Point localization data:
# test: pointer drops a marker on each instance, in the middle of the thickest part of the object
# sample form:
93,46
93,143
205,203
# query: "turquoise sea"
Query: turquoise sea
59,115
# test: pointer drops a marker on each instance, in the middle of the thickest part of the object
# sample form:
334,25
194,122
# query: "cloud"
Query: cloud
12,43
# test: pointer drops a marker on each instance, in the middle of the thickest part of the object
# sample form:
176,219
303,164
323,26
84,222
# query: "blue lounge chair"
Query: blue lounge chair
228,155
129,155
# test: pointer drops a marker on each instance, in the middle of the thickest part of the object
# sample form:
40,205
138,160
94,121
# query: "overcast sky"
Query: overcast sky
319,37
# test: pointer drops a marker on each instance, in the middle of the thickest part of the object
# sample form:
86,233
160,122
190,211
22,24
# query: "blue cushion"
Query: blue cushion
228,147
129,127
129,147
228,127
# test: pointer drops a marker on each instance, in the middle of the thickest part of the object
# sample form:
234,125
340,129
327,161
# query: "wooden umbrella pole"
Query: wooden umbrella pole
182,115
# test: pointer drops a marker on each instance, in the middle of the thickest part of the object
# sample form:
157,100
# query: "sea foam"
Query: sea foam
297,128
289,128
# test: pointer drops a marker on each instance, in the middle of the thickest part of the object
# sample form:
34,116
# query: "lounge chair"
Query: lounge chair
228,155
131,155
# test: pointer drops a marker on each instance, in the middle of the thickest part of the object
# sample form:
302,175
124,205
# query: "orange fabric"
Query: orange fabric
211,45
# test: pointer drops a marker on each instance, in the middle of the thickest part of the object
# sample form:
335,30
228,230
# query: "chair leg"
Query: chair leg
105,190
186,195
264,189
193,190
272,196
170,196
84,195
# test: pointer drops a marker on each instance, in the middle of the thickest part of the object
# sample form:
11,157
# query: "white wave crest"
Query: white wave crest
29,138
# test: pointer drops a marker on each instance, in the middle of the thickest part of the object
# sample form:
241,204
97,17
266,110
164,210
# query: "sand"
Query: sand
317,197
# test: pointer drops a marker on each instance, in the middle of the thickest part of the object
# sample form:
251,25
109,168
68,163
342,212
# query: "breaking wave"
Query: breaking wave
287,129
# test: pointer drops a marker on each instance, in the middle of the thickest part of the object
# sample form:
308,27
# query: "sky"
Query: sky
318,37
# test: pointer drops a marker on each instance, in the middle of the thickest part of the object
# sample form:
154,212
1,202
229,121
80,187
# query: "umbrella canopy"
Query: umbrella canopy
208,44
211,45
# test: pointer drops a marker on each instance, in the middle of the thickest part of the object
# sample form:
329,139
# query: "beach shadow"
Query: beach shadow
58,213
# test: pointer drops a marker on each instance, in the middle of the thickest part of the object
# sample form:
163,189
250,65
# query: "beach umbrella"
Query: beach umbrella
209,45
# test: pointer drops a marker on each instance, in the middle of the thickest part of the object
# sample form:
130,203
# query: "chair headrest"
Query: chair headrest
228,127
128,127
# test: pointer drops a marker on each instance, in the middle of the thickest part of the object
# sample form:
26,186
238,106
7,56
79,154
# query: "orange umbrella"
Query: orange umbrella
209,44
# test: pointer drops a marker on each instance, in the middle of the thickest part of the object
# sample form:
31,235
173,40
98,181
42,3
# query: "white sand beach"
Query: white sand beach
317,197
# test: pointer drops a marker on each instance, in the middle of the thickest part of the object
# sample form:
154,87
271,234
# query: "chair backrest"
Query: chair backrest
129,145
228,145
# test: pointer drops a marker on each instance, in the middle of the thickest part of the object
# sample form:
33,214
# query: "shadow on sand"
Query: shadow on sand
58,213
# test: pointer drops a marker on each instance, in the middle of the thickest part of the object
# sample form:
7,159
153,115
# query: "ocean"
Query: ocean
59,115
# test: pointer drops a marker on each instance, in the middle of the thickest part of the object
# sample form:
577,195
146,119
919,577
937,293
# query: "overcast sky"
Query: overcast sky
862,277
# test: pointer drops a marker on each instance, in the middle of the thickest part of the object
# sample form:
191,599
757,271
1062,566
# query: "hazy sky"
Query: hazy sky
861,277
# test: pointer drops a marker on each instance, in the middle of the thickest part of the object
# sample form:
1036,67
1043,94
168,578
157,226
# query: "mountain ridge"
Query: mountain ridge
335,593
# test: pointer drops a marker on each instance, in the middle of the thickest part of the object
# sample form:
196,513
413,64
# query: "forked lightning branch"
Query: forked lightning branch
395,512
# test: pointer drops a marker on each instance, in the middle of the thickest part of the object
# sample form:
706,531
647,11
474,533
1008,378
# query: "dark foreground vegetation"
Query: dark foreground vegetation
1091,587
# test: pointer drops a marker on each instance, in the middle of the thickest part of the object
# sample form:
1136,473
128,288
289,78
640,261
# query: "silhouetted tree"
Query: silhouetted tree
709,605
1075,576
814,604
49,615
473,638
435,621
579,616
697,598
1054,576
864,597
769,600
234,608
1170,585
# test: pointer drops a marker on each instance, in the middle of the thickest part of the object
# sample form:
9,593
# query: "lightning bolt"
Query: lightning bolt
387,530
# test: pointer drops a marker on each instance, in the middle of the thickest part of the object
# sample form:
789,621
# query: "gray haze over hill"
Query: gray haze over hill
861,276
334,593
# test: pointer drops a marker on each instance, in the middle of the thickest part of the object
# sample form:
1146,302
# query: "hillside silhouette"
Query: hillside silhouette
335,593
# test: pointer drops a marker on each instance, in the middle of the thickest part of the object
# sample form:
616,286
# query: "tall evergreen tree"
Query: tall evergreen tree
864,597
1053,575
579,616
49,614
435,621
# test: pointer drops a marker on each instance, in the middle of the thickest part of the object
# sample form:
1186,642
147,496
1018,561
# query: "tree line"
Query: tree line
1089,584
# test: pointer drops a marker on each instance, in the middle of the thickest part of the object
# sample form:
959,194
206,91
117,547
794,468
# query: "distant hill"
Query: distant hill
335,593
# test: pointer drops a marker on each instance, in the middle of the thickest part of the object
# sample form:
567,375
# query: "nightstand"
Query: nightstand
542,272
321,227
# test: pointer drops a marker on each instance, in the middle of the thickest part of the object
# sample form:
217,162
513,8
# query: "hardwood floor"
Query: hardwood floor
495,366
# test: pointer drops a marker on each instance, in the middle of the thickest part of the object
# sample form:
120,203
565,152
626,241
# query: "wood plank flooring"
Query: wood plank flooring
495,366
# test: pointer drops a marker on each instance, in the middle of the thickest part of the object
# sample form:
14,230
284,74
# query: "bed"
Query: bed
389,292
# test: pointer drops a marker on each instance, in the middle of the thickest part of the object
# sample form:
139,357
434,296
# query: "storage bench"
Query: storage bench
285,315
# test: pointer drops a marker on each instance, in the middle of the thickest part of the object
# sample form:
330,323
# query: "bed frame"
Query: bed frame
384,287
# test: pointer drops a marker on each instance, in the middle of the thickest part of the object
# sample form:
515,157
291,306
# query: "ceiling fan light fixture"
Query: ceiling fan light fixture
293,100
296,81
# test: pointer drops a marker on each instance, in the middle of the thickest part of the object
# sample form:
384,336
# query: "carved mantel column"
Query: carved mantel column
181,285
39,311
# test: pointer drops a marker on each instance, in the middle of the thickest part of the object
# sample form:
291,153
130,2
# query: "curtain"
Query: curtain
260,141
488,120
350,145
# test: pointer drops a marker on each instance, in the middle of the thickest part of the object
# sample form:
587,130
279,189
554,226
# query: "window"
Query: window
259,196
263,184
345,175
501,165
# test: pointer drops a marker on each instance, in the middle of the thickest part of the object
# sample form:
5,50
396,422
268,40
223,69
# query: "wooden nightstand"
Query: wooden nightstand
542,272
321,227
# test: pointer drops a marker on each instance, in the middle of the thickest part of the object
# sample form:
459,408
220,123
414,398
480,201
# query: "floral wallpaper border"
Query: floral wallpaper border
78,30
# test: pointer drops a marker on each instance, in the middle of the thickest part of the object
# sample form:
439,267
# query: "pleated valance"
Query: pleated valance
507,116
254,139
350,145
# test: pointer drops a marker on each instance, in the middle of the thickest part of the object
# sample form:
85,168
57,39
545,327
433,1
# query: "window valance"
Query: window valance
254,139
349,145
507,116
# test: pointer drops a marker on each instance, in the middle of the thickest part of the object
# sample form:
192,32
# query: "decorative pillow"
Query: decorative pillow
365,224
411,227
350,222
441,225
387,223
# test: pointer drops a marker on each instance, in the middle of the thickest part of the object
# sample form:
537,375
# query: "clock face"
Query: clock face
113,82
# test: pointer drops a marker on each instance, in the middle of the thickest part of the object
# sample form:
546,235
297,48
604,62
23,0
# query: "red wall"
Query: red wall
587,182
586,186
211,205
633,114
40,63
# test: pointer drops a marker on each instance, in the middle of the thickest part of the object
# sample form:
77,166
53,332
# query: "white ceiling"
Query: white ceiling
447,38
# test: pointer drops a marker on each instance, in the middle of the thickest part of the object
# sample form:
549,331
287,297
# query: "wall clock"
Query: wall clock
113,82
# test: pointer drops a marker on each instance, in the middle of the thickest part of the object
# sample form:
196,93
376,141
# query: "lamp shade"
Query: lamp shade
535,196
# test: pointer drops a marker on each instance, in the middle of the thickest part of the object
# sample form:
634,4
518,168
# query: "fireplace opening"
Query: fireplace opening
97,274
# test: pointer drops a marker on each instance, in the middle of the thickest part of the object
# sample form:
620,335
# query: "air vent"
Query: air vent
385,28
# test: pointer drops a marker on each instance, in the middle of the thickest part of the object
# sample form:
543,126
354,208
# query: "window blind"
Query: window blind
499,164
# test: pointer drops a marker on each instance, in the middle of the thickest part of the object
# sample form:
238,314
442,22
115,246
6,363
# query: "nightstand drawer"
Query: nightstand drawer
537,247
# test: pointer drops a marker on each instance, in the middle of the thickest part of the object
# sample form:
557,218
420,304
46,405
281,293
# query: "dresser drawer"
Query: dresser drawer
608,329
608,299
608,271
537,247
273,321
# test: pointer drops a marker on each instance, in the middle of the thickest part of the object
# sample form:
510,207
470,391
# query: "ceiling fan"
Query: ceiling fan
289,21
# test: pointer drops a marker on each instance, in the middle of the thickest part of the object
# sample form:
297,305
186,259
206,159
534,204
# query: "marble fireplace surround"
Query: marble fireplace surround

→ Problem requirements:
Check each line above for "surround" and please state only how many have it.

→ Problem solution:
2